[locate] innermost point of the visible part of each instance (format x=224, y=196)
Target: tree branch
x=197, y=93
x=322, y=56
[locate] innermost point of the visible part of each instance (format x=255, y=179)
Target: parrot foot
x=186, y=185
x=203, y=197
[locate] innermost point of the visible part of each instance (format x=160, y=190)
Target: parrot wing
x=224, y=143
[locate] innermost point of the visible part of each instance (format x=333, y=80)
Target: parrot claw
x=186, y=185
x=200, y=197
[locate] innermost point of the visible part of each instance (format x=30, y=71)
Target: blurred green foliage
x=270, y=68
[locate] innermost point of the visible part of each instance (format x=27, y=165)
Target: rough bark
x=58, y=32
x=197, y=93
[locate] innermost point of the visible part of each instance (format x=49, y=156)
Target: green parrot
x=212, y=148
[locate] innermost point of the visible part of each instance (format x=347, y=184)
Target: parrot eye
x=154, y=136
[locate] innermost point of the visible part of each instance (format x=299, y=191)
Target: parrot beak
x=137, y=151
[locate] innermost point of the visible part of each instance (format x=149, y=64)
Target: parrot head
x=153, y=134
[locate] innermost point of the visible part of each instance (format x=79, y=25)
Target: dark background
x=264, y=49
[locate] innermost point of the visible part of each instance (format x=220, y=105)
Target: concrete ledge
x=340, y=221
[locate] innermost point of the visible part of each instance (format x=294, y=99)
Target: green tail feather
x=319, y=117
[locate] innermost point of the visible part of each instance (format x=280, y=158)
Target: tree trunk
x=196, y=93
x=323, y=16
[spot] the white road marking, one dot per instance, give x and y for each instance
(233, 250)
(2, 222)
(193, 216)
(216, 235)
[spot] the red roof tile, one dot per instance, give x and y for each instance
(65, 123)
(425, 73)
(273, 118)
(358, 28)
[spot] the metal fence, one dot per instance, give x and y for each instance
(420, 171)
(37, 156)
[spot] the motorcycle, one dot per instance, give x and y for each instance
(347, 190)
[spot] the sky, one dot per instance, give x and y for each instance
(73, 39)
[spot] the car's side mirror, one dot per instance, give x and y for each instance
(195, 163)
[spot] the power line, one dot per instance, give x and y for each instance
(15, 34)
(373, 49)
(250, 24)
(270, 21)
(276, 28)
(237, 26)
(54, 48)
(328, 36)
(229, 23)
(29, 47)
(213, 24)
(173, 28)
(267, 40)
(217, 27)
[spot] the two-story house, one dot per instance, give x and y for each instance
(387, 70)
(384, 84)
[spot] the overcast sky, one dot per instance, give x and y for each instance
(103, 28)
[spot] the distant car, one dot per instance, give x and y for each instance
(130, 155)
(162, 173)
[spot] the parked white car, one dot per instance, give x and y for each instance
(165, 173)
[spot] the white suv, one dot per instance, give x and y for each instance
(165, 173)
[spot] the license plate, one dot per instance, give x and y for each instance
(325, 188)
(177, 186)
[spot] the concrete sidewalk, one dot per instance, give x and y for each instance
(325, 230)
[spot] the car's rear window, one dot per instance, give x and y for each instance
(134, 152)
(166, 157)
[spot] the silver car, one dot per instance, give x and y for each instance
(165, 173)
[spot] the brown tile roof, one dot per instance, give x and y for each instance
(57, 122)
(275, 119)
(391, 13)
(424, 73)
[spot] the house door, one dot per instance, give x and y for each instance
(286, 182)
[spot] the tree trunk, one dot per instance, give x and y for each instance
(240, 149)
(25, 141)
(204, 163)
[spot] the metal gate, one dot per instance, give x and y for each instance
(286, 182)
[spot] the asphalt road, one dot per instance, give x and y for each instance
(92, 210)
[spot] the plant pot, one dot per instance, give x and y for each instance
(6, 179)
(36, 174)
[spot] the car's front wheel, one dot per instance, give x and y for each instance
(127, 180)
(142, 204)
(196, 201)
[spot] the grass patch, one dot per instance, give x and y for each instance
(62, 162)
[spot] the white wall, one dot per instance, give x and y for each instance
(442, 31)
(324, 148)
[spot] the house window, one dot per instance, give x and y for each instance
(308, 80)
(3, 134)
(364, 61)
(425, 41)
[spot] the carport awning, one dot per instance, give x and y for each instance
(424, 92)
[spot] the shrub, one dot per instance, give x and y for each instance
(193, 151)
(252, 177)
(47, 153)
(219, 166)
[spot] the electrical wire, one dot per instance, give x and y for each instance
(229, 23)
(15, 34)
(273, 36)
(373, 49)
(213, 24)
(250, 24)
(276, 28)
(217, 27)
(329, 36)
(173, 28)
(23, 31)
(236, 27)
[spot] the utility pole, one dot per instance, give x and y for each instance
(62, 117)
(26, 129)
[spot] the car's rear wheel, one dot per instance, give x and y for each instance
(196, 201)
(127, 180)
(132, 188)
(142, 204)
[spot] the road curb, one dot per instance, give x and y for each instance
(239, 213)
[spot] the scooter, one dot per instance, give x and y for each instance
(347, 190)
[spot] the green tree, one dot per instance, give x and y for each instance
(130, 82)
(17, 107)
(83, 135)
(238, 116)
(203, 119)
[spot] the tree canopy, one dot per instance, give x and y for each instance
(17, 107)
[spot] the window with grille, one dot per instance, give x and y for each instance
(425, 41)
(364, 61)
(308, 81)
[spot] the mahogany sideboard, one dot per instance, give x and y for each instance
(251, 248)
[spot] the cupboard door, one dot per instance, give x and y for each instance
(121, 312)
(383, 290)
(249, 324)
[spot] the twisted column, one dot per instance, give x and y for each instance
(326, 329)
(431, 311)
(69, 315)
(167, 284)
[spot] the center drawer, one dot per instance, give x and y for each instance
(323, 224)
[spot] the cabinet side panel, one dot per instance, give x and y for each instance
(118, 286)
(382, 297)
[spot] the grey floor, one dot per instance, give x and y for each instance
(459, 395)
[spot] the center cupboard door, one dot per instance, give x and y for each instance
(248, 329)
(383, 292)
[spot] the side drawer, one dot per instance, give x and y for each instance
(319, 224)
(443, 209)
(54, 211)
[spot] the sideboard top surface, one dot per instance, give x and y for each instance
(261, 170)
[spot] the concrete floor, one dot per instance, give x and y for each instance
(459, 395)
· · · · · · ·
TASK STATEMENT ->
Reproduce every line of the data above word for word, with nothing changed, added, or left out.

OUTPUT ->
[locate] innermost point of the visible part of each instance (format x=224, y=196)
Target: tree branch
x=197, y=93
x=322, y=56
[locate] innermost point of the visible part of each instance (format x=255, y=179)
Target: parrot foot
x=186, y=185
x=203, y=197
[locate] innermost point of the visible part of each instance (format x=160, y=190)
Target: parrot wing
x=224, y=143
[locate] innermost point of the visible part of each instance (format x=333, y=80)
Target: parrot claw
x=186, y=185
x=200, y=197
[locate] innermost point of the visible part of each instance (format x=30, y=71)
Target: blurred green foliage
x=270, y=68
[locate] innermost point of the visible part of each instance (format x=27, y=165)
Target: rough bark
x=58, y=32
x=197, y=93
[locate] innermost point of the visible part of each instance (format x=49, y=156)
Target: green parrot
x=212, y=148
[locate] innermost point of the visible part of each instance (format x=347, y=184)
Target: parrot eye
x=154, y=136
[locate] innermost point of the visible part of each instance (format x=299, y=191)
Target: parrot beak
x=137, y=151
[locate] innermost point of the visible part of each instance (format x=149, y=64)
Target: parrot head
x=153, y=134
[locate] innermost point of the visible part of each instance (format x=79, y=25)
Target: dark background
x=264, y=49
[locate] innermost point of the visible part of each instance (format x=220, y=105)
Target: concrete ledge
x=340, y=221
[locate] innermost point of the visible part of each instance (format x=294, y=99)
Target: green tail feather
x=319, y=117
[locate] innermost point of the visible part of each instance (format x=280, y=158)
Target: tree trunk
x=196, y=93
x=323, y=16
[spot] the white road marking, one dot per instance, give x and y for each instance
(233, 250)
(2, 222)
(193, 216)
(216, 235)
[spot] the red roof tile, one dot per instance, give x and y for each instance
(65, 123)
(425, 73)
(273, 118)
(358, 28)
[spot] the metal fence, one dot per instance, give x and y for each instance
(420, 171)
(37, 156)
[spot] the motorcycle, one dot per instance, give x and y for each instance
(347, 190)
[spot] the sky, one dot per instance, give x and y for each instance
(73, 39)
[spot] the car's side mirror, one dot per instance, give x and y for each instance
(195, 163)
[spot] the power line, one dot per instance, give x and y for each instance
(15, 34)
(373, 49)
(250, 24)
(270, 21)
(276, 28)
(237, 26)
(54, 48)
(328, 36)
(229, 23)
(29, 47)
(213, 24)
(173, 28)
(267, 40)
(217, 27)
[spot] the two-story house, one dot per instance, give x and y for each instance
(387, 70)
(384, 84)
[spot] the overcast sky, one dot per instance, give x and y for each instance
(103, 28)
[spot] the distant car, one dot per instance, give x and y for each instance
(130, 155)
(162, 173)
[spot] the parked white car, one dot per instance, give x and y for each instance
(165, 173)
[spot] the white suv, one dot per instance, give x and y for each instance
(165, 173)
[spot] the license plate, one dot per instance, give x and y for each instance
(325, 188)
(177, 186)
[spot] the concrete sidewalk, one dot per instance, give x and y for each instance
(325, 230)
[spot] the car's rear window, one dot per instance, give x and y for each instance
(134, 152)
(166, 157)
[spot] the silver car, one dot per instance, give x and y for each instance
(165, 173)
[spot] the brown tile roof, one dot per instance, give x and y for each instance
(57, 122)
(275, 119)
(391, 13)
(424, 73)
[spot] the house door, one dot per instance, give x and y for each instance
(286, 182)
[spot] the tree trunk, one dot per instance, give x and y for each instance
(240, 149)
(25, 141)
(204, 163)
[spot] the metal gate, one dot per instance, give x and y for each instance
(286, 182)
[spot] the asphalt road, one dot per instance, give x and y for each instance
(92, 210)
[spot] the plant pot, one dot per instance, give x and y for each instance
(6, 179)
(36, 174)
[spot] the car's front wheel, one dot per instance, give x and y for each instance
(127, 180)
(142, 204)
(196, 201)
[spot] the grass patch, one dot per instance, give x and y for each instance
(62, 162)
[spot] the white wall, one dot per instance, give x and y for each instance
(442, 31)
(324, 148)
[spot] the house window, one dot per instance, give x and y for each instance
(308, 80)
(3, 134)
(364, 61)
(425, 41)
[spot] the carport awning, one dot per instance, give x and y for each instance
(424, 92)
[spot] the shrub, one dot per instance, give x and y for each instance
(193, 151)
(252, 177)
(47, 153)
(219, 166)
[spot] the electrical wire, one dot per instance, give x and y for each instance
(229, 23)
(15, 34)
(273, 36)
(373, 49)
(213, 24)
(250, 24)
(276, 28)
(217, 27)
(329, 36)
(173, 28)
(23, 31)
(236, 27)
[spot] the utility pole, one dot per instance, give x and y for each instance
(62, 117)
(26, 129)
[spot] the car's rear wheel, one dot per instance, give x and y for each instance
(196, 201)
(127, 180)
(132, 188)
(142, 204)
[spot] the road curb, one dot per instance, give x and y for each instance
(239, 213)
[spot] the scooter, one dot per instance, give x and y for each instance
(347, 190)
[spot] the green tree, one dot per instance, give x and y for each instance
(130, 82)
(17, 107)
(83, 135)
(238, 116)
(203, 119)
[spot] the tree canopy, one dot per instance, give x and y for each instance
(17, 107)
[spot] the window with grille, one dot per instance, give x and y for each instance
(425, 41)
(364, 61)
(308, 81)
[spot] the mahogany sideboard, one dot per instance, give x and y for each instance
(251, 248)
[spot] the cupboard door, one dot per instance, give x and y for each instance
(121, 312)
(383, 290)
(249, 324)
[spot] the twisted column, one dot per instance, give x and y for each instance
(326, 329)
(431, 311)
(69, 315)
(167, 284)
[spot] the center drawer, one dot per instance, give x and y for each instance
(323, 224)
[spot] the cabinet side panel, one dot per instance, give x and y for each instance
(118, 286)
(382, 297)
[spot] the grey floor, one dot per instance, give x and y for each instance
(459, 395)
[spot] the center cupboard door, one dot per instance, give x and y for each instance
(248, 329)
(383, 292)
[spot] the side drawer, one dot per instance, give x and y for each instance
(319, 224)
(443, 209)
(54, 211)
[spot] the sideboard top surface, one dot per instance, give x and y for each instance
(261, 170)
[spot] the concrete floor, one dot per instance, give x and y for each instance
(459, 395)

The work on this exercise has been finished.